§ Instructions to follow: Exactly as written, retype the listing below, omitting the pictures.

§ Dataset records:
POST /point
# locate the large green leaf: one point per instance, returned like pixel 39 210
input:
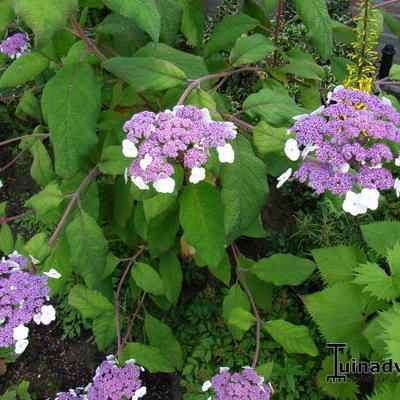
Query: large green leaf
pixel 315 16
pixel 283 269
pixel 245 189
pixel 145 14
pixel 228 30
pixel 161 337
pixel 90 303
pixel 202 219
pixel 44 17
pixel 71 105
pixel 89 248
pixel 293 338
pixel 23 69
pixel 146 73
pixel 251 49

§ Task result:
POST /point
# locate the large green leaf: one point per instance, returned like pixel 39 210
input:
Query: large green leaf
pixel 315 16
pixel 283 269
pixel 245 189
pixel 145 14
pixel 228 30
pixel 161 337
pixel 90 303
pixel 202 219
pixel 44 17
pixel 71 105
pixel 89 248
pixel 293 338
pixel 23 69
pixel 146 73
pixel 251 49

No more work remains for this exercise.